* _Written exercise a_
Duplicate the stretch of the taxi homework from "List your name" through "with something better.".

* _Selected excerpt_
= = = =

Homework 6

List your name and the names of any collaborators at the top of this notebook.

(Reminder: It’s encouraged to work together; you can even submit the exact same homework as another student or two students, but you must list each other’s names at the top.)

Introduction

This homework will be good preparation for the final project, because it is more open-ended than the typical homeworks.

The goal is to use KNeighborsClassifier to investigate some aspect of the taxis dataset from Seaborn. Originally I was going to tell you specifically what columns to use, but I wasn’t satisfied with my results and I think you can come up with something better.

import seaborn as sns
import numpy as np
import pandas as pd
import altair as alt
from sklearn.preprocessing import StandardScaler
from sklearn.model_selection import train_test_split
from sklearn.neighbors import KNeighborsClassifier
from sklearn.metrics import log_loss
df = sns.load_dataset("taxis")
df.head()
pickup dropoff passengers distance fare tip tolls total color payment pickup_zone dropoff_zone pickup_borough dropoff_borough
0 2019-03-23 20:21:09 2019-03-23 20:27:24 1 1.60 7.0 2.15 0.0 12.95 yellow credit card Lenox Hill West UN/Turtle Bay South Manhattan Manhattan
1 2019-03-04 16:11:55 2019-03-04 16:19:00 1 0.79 5.0 0.00 0.0 9.30 yellow cash Upper West Side South Upper West Side South Manhattan Manhattan
2 2019-03-27 17:53:01 2019-03-27 18:00:25 1 1.37 7.5 2.36 0.0 14.16 yellow credit card Alphabet City West Village Manhattan Manhattan
3 2019-03-10 01:23:59 2019-03-10 01:49:51 1 7.70 27.0 6.15 0.0 36.95 yellow credit card Hudson Sq Yorkville West Manhattan Manhattan
4 2019-03-30 13:27:42 2019-03-30 13:37:14 3 2.16 9.0 1.10 0.0 13.40 yellow credit card Midtown East Yorkville West Manhattan Manhattan

Assignment

Pose a question related to the taxis dataset loaded above, and investigate that question using KNeighborsClassifier. For example, if we were instead working with the penguins dataset, the question might be something like, “Can we use flipper length and bill length to predict the species of penguin?” Make sure you’re posing a classification problem and not a regression problem.

= = = =

* _Written exercise b_
Set down, line for line without alteration, the stretch of the records below from the line containing "written like (393,243)." through the end of the records.

* _Records from a point labeling set_
= = = =

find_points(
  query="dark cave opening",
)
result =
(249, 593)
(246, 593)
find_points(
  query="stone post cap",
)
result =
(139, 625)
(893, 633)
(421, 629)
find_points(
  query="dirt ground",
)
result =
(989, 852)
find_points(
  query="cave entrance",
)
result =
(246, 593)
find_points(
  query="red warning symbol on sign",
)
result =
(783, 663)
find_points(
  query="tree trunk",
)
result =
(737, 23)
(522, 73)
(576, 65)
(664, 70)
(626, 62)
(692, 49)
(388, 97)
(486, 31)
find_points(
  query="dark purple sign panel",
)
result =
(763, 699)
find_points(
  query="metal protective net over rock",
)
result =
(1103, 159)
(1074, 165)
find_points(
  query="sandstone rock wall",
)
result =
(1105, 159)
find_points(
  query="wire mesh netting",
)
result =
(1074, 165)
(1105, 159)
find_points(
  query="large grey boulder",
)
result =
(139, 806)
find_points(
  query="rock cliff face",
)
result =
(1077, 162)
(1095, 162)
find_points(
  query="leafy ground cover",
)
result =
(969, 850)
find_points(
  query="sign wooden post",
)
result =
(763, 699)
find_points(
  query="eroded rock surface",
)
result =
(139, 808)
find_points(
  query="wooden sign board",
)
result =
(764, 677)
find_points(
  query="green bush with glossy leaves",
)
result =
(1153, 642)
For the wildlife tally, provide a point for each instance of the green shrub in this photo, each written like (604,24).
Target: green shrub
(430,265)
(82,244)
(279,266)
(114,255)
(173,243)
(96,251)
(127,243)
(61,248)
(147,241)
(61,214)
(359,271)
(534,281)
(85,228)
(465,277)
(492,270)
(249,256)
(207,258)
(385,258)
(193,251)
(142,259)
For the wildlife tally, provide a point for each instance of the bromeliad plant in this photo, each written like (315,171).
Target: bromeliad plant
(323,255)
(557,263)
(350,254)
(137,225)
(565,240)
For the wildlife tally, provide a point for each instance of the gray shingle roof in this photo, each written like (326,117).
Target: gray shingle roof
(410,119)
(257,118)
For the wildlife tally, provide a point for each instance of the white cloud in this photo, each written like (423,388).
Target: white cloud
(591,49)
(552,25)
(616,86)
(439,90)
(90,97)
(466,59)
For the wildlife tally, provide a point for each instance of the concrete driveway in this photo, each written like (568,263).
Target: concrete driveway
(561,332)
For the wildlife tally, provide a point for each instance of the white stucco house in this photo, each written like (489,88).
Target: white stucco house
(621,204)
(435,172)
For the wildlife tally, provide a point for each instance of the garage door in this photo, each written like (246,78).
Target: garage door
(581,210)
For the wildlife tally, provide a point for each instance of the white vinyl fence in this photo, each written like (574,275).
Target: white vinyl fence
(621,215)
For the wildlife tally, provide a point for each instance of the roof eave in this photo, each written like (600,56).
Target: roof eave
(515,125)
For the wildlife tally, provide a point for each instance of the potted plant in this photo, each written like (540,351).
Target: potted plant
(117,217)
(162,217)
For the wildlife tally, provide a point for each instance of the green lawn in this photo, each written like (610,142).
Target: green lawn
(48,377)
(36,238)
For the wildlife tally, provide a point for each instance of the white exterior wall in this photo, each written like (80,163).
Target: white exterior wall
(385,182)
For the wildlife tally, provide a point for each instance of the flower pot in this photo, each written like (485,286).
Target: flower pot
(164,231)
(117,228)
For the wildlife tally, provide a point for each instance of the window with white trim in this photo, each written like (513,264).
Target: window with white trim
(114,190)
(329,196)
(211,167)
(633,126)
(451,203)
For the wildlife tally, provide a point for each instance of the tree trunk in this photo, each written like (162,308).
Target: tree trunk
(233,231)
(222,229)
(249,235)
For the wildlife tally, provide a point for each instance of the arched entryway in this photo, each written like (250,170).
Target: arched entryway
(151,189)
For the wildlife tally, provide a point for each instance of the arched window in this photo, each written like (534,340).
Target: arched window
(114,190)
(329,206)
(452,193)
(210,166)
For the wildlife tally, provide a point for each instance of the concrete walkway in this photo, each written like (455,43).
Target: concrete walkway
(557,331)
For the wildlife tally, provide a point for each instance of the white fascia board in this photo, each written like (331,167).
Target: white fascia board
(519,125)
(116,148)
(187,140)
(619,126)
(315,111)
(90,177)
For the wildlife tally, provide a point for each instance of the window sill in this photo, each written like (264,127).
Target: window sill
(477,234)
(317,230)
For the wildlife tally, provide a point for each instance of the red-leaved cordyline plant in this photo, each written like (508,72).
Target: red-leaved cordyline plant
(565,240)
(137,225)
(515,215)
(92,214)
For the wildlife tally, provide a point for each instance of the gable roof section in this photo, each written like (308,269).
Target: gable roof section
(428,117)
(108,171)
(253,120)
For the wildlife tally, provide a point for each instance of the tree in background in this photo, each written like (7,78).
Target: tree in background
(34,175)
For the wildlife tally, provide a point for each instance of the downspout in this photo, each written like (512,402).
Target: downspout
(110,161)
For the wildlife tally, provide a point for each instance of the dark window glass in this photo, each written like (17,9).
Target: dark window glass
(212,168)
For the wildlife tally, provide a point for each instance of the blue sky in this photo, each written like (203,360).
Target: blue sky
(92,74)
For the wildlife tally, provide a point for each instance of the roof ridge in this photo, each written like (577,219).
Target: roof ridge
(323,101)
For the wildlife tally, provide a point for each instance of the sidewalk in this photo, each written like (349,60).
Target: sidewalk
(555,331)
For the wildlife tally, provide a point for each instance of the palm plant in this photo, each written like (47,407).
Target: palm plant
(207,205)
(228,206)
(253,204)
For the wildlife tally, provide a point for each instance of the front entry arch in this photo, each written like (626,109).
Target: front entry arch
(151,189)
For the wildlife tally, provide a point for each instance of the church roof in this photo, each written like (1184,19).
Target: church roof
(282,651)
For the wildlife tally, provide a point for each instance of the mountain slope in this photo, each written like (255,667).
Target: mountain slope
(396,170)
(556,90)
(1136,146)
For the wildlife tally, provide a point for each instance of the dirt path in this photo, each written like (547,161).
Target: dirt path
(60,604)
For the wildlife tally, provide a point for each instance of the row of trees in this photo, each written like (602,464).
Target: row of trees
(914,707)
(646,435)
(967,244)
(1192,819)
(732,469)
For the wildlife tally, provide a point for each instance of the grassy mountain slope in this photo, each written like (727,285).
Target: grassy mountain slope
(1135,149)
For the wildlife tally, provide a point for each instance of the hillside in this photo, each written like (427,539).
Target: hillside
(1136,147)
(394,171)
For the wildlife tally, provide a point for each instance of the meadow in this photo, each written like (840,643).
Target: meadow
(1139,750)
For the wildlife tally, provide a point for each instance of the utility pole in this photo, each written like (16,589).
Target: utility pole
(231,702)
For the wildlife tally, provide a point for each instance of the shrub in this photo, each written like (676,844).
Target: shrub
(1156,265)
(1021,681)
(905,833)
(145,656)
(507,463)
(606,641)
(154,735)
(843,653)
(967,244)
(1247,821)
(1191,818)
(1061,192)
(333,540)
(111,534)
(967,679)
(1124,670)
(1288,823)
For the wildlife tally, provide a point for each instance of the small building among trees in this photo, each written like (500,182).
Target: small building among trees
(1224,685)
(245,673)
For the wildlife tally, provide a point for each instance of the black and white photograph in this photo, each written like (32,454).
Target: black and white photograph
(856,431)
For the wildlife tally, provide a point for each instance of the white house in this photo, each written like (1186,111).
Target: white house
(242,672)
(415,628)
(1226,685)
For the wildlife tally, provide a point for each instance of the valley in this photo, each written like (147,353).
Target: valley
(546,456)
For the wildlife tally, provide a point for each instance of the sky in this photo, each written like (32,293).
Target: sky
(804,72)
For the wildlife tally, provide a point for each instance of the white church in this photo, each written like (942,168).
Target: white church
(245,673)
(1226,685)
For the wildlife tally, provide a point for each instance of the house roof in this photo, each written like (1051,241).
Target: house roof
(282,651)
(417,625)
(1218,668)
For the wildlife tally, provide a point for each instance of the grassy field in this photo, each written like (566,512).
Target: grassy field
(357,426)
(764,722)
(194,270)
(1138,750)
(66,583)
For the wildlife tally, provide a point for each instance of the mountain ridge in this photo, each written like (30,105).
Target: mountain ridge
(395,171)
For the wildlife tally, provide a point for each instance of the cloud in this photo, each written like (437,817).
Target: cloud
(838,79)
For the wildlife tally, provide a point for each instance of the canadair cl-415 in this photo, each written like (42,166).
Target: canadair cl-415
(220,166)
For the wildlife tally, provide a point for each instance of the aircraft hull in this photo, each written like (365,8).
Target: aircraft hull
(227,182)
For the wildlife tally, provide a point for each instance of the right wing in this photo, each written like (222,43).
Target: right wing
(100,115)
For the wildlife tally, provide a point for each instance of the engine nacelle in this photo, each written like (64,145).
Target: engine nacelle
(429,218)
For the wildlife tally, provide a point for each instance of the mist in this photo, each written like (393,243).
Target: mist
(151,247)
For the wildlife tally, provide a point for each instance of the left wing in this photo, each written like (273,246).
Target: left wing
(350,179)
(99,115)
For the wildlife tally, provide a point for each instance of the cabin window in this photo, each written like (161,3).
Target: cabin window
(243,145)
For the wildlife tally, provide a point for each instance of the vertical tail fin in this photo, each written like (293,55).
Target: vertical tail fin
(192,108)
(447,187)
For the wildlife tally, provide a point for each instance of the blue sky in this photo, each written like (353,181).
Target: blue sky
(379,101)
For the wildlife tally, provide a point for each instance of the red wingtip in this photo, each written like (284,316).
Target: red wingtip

= = = =

* _Complete response a_
List your name and the names of any collaborators at the top of this notebook.

(Reminder: It’s encouraged to work together; you can even submit the exact same homework as another student or two students, but you must list each other’s names at the top.)

Introduction

This homework will be good preparation for the final project, because it is more open-ended than the typical homeworks.

The goal is to use KNeighborsClassifier to investigate some aspect of the taxis dataset from Seaborn. Originally I was going to tell you specifically what columns to use, but I wasn’t satisfied with my results and I think you can come up with something better.

* _Complete response b_
For the wildlife tally, provide a point for each instance of the mist in this photo, each written like (393,243).
Target: mist
(151,247)
For the wildlife tally, provide a point for each instance of the left wing in this photo, each written like (273,246).
Target: left wing
(350,179)
(99,115)
For the wildlife tally, provide a point for each instance of the cabin window in this photo, each written like (161,3).
Target: cabin window
(243,145)
For the wildlife tally, provide a point for each instance of the vertical tail fin in this photo, each written like (293,55).
Target: vertical tail fin
(192,108)
(447,187)
For the wildlife tally, provide a point for each instance of the blue sky in this photo, each written like (353,181).
Target: blue sky
(379,101)
For the wildlife tally, provide a point for each instance of the red wingtip in this photo, each written like (284,316).
Target: red wingtip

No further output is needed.